Set task: Arrange the records below as a JSON list of strings with one string per line, skipping blank lines and leaving the pictures out.

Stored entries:
* * *

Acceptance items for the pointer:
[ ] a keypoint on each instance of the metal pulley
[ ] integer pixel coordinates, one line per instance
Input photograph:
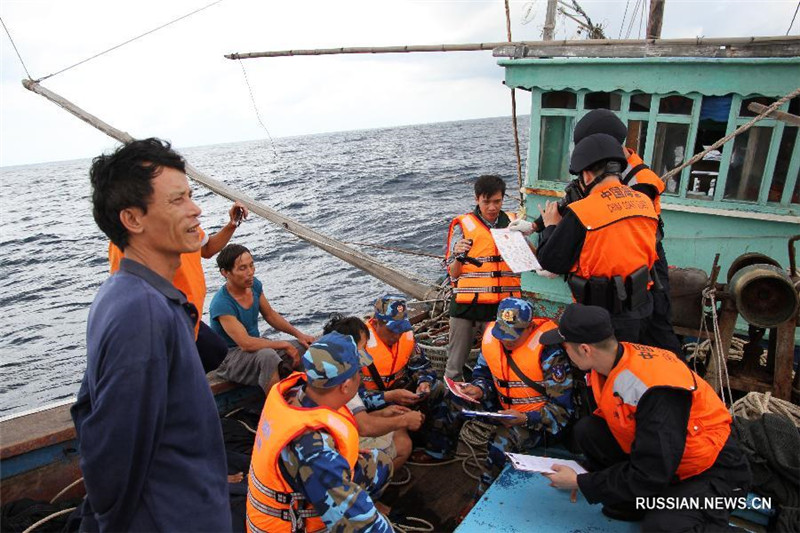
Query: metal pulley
(765, 295)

* * *

Answer for the task:
[
  "Acceptance items for the pointer:",
  "[ ] a keypoint on each instance of the metal pulley",
  "[ ] integer pixel coordinates, one line per instance",
  "Input photograph:",
  "Query: metal pulley",
  "(765, 295)"
]